-------- Study text --------
Data wrangling in R

Not homework, but possibly useful: How would you do the analysis described below, in Excel? Some tips that might be helpful are here and here. If you use vlookup to combine information from the two files, notice how long it takes compared with doing the same thing in R (or in Access).

In less technically-oriented settings, Excel is seen as being a very advanced data analysis tool, so it’s worth knowing how to make pivot tables. We trust that you will be able to figure it out if you need to, so these resources are presented for your consideration, with no homework or evaluation.

Homework:

The benefit of doing data manipulation in R is that there’s a record of every step you’ve taken. Please work independently, and write an R script to do the following:

(Before you get started, download the files “admissions.csv” and “ptdata.csv” and save them in your working directory.)

  1. Read in “admissions.csv”, clean and format the data, and add the column weekdayname, as we did in class.
  2. Read in “ptdata.csv”, clean and format the data, and add the column agegroup, as we did in class.
  3. Merge the two data frames into a new one (name it whatever you like). The final data frame should contain the following columns (you may rename them if you like, and you may also include other columns):
    1. id as integer
    2. sex as factor
    3. age as numeric with range 1 to 99
    4. agegroup as factor (5 year age bins, from 0 to 90)
-------- Record set --------
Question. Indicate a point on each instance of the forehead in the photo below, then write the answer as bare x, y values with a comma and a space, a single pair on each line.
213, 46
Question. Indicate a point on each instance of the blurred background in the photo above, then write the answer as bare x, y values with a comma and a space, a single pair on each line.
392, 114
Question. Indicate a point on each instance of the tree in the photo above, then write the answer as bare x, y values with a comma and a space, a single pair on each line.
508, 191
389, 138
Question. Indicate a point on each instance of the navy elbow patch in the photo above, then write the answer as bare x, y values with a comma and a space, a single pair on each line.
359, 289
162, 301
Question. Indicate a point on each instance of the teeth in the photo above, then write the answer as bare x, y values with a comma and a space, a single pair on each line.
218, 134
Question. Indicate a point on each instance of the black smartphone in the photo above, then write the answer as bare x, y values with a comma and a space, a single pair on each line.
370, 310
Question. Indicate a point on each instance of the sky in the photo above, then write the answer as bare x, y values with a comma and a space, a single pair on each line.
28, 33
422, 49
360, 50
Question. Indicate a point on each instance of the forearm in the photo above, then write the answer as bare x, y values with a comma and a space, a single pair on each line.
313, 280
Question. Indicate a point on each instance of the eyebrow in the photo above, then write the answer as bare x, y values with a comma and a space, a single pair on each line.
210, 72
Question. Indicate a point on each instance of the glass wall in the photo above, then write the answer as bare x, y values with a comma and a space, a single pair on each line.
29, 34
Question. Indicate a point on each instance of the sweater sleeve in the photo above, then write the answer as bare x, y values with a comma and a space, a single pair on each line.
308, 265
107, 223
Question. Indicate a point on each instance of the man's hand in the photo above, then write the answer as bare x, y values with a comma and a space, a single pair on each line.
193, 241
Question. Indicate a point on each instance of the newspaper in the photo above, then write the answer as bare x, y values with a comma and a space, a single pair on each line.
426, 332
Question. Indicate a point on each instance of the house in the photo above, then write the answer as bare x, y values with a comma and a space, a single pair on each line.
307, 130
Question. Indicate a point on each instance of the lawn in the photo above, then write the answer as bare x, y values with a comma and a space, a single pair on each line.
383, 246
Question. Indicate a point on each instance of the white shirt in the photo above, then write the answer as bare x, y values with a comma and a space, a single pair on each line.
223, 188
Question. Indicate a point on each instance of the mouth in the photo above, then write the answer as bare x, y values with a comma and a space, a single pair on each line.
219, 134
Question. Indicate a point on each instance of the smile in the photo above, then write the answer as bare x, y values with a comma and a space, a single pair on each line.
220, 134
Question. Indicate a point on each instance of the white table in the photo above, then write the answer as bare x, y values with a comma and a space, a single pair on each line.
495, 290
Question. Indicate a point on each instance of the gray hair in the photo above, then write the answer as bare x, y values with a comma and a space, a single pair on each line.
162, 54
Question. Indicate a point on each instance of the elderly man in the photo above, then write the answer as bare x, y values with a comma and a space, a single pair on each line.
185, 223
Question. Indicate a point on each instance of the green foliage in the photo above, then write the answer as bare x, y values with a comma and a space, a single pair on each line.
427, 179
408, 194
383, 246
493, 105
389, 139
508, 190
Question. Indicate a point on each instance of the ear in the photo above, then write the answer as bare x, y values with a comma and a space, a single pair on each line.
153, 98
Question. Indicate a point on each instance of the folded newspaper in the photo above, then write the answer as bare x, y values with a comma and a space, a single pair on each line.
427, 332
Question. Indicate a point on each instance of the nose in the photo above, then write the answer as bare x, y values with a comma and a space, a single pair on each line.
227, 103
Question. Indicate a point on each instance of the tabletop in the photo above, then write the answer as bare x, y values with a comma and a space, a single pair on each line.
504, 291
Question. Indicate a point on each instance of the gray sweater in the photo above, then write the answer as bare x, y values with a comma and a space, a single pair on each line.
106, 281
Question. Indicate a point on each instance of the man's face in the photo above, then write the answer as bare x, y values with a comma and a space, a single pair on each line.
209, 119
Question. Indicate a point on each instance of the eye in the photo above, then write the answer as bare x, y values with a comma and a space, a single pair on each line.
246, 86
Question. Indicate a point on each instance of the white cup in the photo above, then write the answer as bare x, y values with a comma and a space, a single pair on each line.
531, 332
--------
-------- Record set --------
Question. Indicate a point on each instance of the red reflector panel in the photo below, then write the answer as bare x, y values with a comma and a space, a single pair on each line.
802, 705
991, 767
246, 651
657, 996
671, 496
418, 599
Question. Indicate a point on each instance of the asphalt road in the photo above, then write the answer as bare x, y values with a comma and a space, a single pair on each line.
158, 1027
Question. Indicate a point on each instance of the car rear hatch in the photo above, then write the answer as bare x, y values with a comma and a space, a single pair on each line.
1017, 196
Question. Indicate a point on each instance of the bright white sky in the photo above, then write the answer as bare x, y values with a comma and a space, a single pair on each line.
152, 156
--------
Exercise objective: Extend the data wrangling in R page, starting right after the last column it lists.

The answer:
    5. emerg as factor
    6. admdate as date
    7. weekdayname as factor
    8. los as numeric

Clarification on step 3 (Sept 16): the merge should leave you with information for each hospital admission. Don’t include information for patients who were not admitted to hospital.

(Technically it would be cleaner to have three different scripts for these three cleaning/processing steps, but for convenience here we’re including all steps in a single file.)

  • Add enough comments so that someone who is familiar with R will be able to follow the logic of what you’re doing.
  • Check that the script runs correctly.
  • Do not include extraneous commands like str or table–the only things in the file should be the commands necessary to clean the data; the assumption is that you’ve already checked that the input data files have the expected format.
  • Give it a name of the form “YourName_datacleaning.R”.